→ Input material:
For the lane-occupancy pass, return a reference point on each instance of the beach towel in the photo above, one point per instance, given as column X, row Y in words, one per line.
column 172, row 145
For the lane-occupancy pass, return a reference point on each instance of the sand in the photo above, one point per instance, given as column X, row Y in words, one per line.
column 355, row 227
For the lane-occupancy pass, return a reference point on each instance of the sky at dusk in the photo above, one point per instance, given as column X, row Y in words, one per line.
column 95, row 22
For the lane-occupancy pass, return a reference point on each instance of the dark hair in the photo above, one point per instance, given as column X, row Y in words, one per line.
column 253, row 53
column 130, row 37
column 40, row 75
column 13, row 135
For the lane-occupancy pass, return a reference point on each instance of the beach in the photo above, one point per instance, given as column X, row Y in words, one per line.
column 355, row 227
* * *
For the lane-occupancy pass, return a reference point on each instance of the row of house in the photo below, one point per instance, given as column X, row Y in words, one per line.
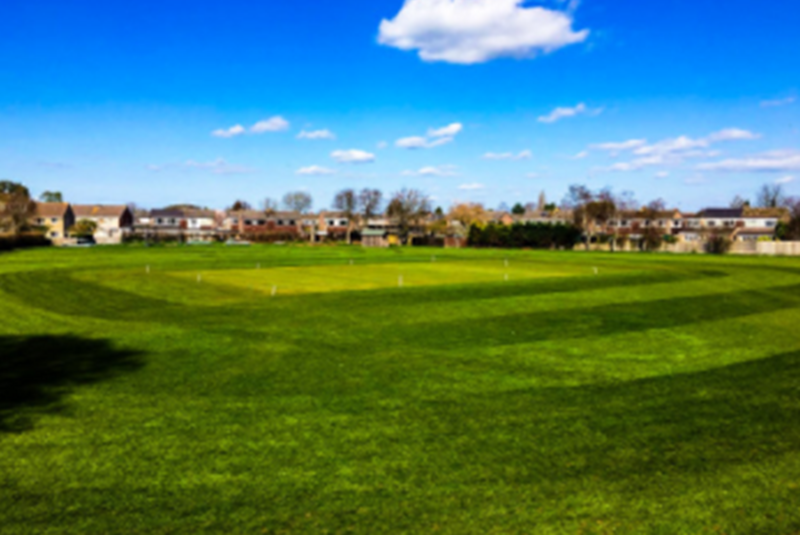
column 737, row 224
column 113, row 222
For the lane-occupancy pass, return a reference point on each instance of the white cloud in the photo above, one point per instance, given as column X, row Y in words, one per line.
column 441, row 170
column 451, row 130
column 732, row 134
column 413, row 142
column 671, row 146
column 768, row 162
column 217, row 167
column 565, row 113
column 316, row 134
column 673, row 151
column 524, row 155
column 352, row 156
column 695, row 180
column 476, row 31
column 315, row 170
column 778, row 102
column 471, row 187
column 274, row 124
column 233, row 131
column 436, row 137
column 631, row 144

→ Stated goal: Repeat the items from the line with "the beach towel" up to and including the line with "column 95, row 22", copying each line exactly.

→ Complete output:
For the lane-occupancy pass, return a reference point on each instance of the beach towel in the photo above, one point per instance, given as column X, row Y in words, one per line.
column 172, row 145
For the lane-occupancy pass, return a reference point on each instance of the sand in the photo above, one point per instance, given as column X, row Y in words, one per line.
column 355, row 227
For the lane-occupancy pass, return a reference point on each instance of the sky at dusk in the photo above, one point per instance, given as column X, row Y in words, one per line.
column 95, row 22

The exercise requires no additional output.